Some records
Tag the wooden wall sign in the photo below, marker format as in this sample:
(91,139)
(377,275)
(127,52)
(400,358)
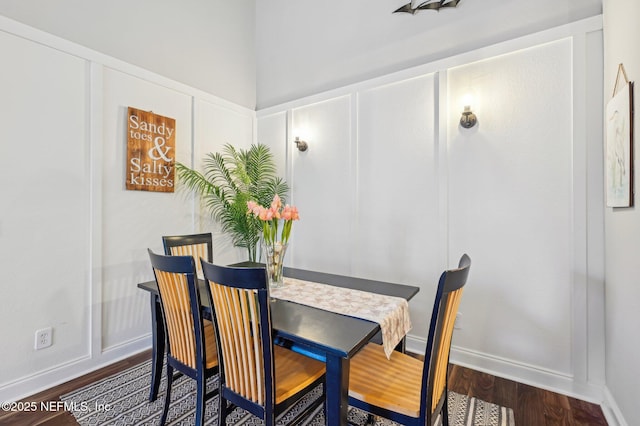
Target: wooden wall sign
(151,143)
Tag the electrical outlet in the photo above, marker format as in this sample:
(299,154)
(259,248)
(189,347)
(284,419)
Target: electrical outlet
(458,322)
(43,338)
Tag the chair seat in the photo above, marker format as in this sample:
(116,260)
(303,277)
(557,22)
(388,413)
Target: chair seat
(211,352)
(394,384)
(294,372)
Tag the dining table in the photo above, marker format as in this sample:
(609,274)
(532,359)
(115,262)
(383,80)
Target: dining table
(321,334)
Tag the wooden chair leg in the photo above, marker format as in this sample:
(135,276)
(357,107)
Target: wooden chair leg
(200,391)
(167,398)
(445,410)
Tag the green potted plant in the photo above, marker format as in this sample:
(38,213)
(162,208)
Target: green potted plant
(229,180)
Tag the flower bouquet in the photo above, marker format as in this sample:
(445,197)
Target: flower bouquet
(274,247)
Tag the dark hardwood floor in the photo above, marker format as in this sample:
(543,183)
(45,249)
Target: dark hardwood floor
(531,406)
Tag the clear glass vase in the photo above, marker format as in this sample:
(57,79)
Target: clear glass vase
(273,255)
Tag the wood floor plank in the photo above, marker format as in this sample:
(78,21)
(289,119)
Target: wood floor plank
(531,406)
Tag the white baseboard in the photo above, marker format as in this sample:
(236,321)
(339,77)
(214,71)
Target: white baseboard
(522,373)
(611,411)
(45,379)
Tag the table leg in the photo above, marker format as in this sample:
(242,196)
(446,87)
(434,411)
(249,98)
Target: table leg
(157,350)
(337,392)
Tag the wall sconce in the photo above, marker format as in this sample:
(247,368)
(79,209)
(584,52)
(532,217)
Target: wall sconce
(468,119)
(301,145)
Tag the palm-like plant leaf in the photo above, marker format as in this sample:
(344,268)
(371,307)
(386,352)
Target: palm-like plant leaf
(230,179)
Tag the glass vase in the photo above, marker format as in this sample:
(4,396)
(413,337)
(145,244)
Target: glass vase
(273,254)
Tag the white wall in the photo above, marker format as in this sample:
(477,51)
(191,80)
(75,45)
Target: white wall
(306,46)
(73,240)
(207,44)
(622,228)
(511,192)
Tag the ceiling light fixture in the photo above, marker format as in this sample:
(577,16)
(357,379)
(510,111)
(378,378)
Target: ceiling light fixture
(427,5)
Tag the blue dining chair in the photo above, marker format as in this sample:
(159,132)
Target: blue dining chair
(191,342)
(196,245)
(403,388)
(255,375)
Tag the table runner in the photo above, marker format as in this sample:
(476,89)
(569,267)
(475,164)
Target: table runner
(392,313)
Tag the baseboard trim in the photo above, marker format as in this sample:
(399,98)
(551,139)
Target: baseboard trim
(611,411)
(30,385)
(522,373)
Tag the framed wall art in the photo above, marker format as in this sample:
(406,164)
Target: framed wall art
(151,144)
(619,144)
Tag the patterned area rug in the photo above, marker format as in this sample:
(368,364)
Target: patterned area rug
(122,399)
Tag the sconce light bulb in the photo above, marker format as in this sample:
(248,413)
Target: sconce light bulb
(468,119)
(301,145)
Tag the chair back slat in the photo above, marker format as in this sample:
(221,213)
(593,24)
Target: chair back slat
(196,245)
(196,250)
(442,357)
(174,293)
(238,317)
(445,308)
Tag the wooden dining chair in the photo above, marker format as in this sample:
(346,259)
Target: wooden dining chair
(405,389)
(196,245)
(191,342)
(255,375)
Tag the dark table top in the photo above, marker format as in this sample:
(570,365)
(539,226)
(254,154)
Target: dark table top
(320,330)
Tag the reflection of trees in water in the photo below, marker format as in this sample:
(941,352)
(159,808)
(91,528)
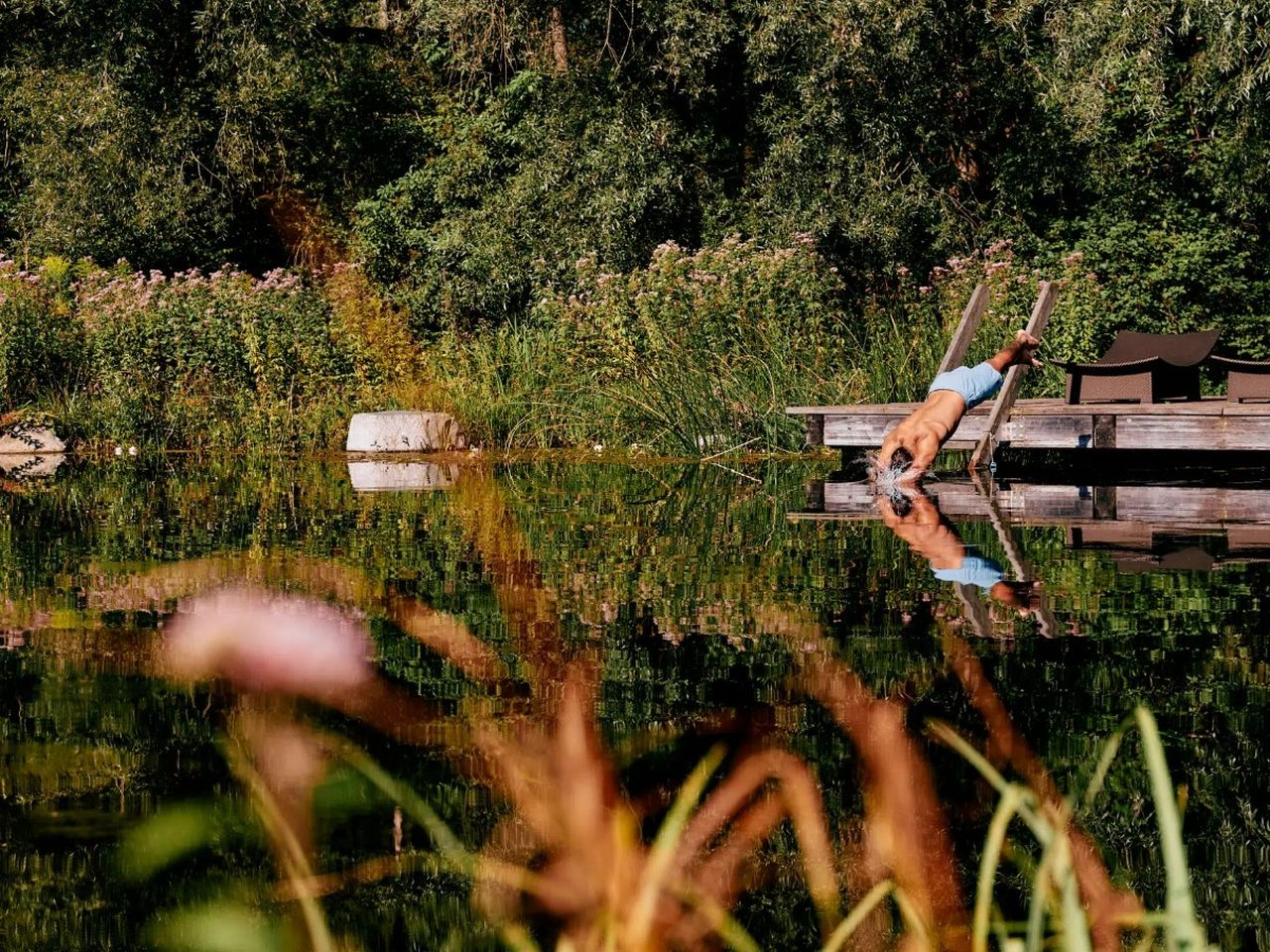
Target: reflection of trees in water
(656,560)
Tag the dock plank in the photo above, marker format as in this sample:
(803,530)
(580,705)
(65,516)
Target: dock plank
(1211,422)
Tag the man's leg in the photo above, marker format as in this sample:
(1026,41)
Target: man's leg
(1020,350)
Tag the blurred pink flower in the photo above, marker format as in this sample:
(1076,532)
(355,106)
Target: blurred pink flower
(263,642)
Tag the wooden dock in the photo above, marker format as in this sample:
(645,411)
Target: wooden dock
(1209,424)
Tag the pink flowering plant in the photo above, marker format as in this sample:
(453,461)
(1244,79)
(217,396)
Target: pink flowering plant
(185,359)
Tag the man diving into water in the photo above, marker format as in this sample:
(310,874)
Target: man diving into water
(911,447)
(915,518)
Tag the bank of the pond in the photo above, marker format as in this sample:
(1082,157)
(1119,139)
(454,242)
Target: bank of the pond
(694,354)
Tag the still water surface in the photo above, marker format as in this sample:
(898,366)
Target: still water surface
(681,602)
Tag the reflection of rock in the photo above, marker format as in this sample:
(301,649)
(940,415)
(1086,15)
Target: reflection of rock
(28,466)
(404,431)
(376,476)
(24,436)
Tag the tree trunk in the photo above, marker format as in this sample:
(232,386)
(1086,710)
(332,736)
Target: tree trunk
(558,44)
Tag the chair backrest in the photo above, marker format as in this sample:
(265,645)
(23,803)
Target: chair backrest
(1176,349)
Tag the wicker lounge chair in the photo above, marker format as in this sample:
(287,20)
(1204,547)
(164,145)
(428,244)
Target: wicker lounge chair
(1142,368)
(1247,380)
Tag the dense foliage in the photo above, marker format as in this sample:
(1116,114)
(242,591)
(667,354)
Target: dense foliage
(468,155)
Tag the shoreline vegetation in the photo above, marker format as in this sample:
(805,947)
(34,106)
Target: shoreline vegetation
(695,354)
(572,227)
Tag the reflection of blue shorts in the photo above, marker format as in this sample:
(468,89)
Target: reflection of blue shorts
(974,570)
(974,384)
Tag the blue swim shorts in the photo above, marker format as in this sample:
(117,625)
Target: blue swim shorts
(974,384)
(974,570)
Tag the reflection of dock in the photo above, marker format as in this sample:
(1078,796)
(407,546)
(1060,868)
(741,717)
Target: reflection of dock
(1197,508)
(1148,526)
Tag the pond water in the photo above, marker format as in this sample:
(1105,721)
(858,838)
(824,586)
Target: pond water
(552,639)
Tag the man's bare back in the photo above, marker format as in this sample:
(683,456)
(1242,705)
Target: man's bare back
(921,434)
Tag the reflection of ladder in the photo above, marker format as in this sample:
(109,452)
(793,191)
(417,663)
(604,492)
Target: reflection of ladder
(960,344)
(975,612)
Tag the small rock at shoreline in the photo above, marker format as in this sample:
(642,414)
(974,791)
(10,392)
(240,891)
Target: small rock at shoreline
(404,431)
(27,436)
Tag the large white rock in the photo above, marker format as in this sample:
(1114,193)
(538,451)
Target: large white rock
(381,476)
(22,438)
(404,431)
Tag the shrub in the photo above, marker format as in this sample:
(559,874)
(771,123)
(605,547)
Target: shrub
(694,352)
(40,344)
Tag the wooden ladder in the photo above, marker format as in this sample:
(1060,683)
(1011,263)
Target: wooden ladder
(955,356)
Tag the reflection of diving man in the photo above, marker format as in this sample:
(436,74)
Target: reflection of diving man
(912,445)
(916,520)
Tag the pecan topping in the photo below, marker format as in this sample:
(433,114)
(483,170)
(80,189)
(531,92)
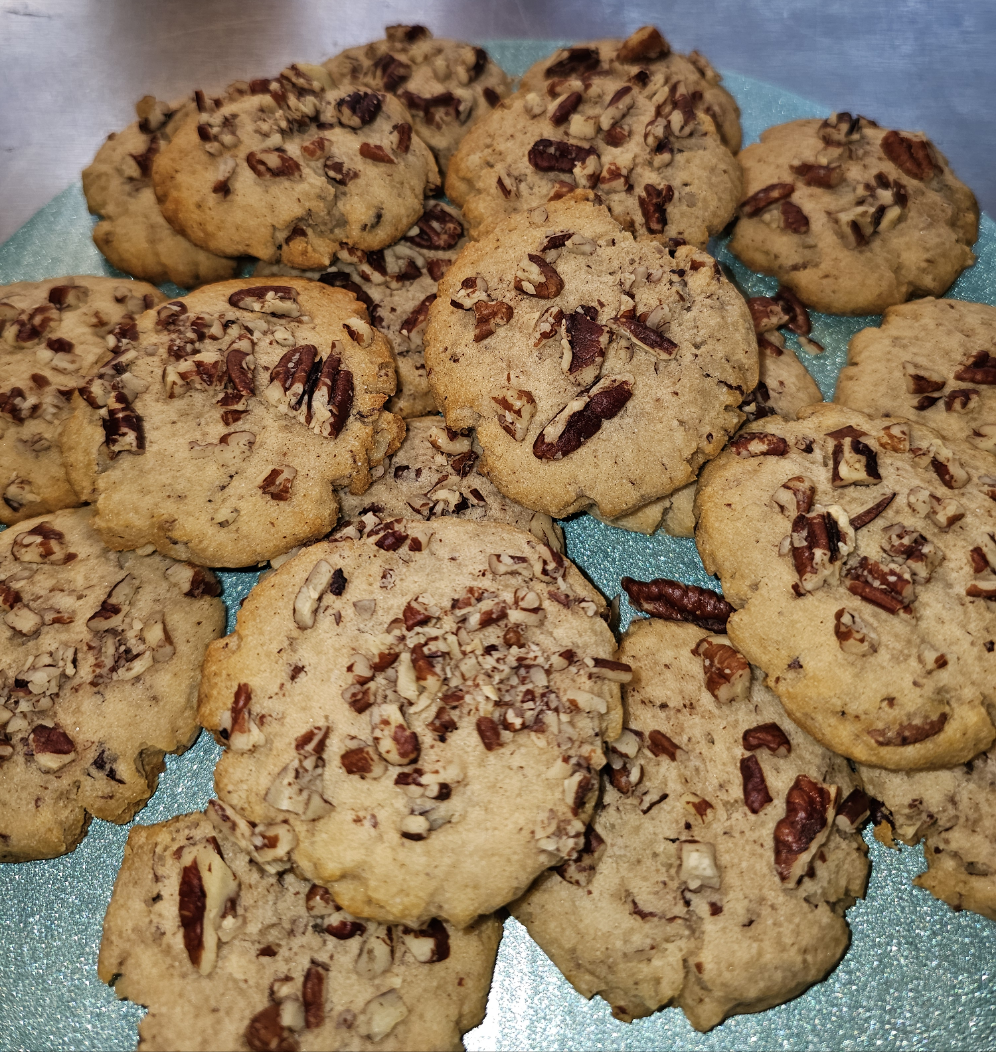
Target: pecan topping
(806,807)
(913,157)
(755,789)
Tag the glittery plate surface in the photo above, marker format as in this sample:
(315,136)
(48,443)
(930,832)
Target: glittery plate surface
(917,974)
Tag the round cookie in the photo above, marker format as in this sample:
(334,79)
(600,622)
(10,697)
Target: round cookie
(434,473)
(447,85)
(52,334)
(223,422)
(131,233)
(650,130)
(227,955)
(100,658)
(860,555)
(288,172)
(716,871)
(610,347)
(398,285)
(934,360)
(851,217)
(952,812)
(414,712)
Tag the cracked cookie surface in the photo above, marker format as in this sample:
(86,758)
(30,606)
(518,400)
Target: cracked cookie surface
(651,130)
(851,217)
(716,871)
(222,424)
(859,553)
(100,659)
(229,955)
(447,85)
(289,170)
(575,350)
(52,334)
(417,710)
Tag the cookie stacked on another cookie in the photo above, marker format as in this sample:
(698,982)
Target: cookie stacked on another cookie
(100,659)
(650,130)
(851,217)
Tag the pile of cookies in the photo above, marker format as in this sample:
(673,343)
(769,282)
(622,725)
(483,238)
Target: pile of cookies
(426,716)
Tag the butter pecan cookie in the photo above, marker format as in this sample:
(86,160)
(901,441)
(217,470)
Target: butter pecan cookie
(52,334)
(860,555)
(447,85)
(100,658)
(598,370)
(131,233)
(650,130)
(227,954)
(415,713)
(224,420)
(716,871)
(851,217)
(934,360)
(398,285)
(434,473)
(295,167)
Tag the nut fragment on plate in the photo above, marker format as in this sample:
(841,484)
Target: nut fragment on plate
(100,658)
(853,218)
(288,170)
(867,588)
(434,696)
(716,871)
(649,129)
(221,424)
(195,925)
(118,184)
(52,335)
(617,372)
(447,85)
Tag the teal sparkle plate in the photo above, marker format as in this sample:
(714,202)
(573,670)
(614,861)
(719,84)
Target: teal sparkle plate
(917,974)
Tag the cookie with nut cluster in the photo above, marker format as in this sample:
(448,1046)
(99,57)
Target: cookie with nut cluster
(290,169)
(223,422)
(131,233)
(228,952)
(398,285)
(52,335)
(851,217)
(434,473)
(600,370)
(100,658)
(447,85)
(649,129)
(717,869)
(951,811)
(931,360)
(414,711)
(859,554)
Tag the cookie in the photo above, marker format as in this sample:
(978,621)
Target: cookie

## The exercise
Copy only this span: the line that contains "Tag the round", the last line, and every line between them.

## Response to this exercise
Tag the round cookie in the photo above, marker format as in this sample:
(334,79)
(600,622)
(10,697)
Target: round cookie
(434,473)
(447,85)
(52,334)
(223,422)
(131,233)
(650,130)
(227,955)
(100,658)
(860,555)
(288,172)
(716,871)
(610,347)
(398,285)
(934,360)
(851,217)
(952,812)
(414,712)
Tag the cracked cookie surface in the photo above, marker format as in this sample:
(86,758)
(30,606)
(518,400)
Target: cracked cookie surface
(651,130)
(851,217)
(716,871)
(222,424)
(859,553)
(100,659)
(229,955)
(447,85)
(289,170)
(575,350)
(52,334)
(417,710)
Tag the cookie stacked on another cookie in the photo above, marker format as in this sample:
(698,982)
Target: cookie stacked on another cookie
(100,659)
(650,130)
(851,217)
Tag the pile of cookies in the photo above, marker format as in this sample:
(673,343)
(769,282)
(622,725)
(483,238)
Target: pile of cookies
(426,716)
Tag the butter pecan cookie in the photo above, marker format as in this sample:
(86,160)
(901,441)
(217,470)
Target: butter pecan cookie
(52,334)
(860,555)
(447,85)
(100,658)
(598,370)
(131,233)
(650,130)
(227,954)
(415,713)
(224,420)
(716,871)
(851,217)
(934,360)
(398,285)
(434,473)
(295,167)
Tag the nut fragment on plate in the photo above, marker format as in this sample:
(841,484)
Target: nut fragment on plate
(100,658)
(853,218)
(288,170)
(867,588)
(434,696)
(716,871)
(649,129)
(221,424)
(195,925)
(118,184)
(52,335)
(617,372)
(447,85)
Tag the teal sparkle plate in the photo above, marker format as in this sample:
(714,202)
(573,670)
(614,861)
(719,84)
Target: teal sparkle plate
(917,974)
Tag the cookie with nut cluster in the photo above, marker format as in this sample:
(448,1046)
(99,57)
Target: cookie with nut cluster
(290,169)
(223,422)
(131,233)
(228,952)
(398,285)
(52,335)
(851,217)
(434,473)
(600,370)
(100,658)
(447,85)
(649,129)
(717,869)
(951,811)
(931,360)
(414,711)
(859,554)
Tag the cookie in the photo above, marker format as in this sample:
(978,621)
Target: cookie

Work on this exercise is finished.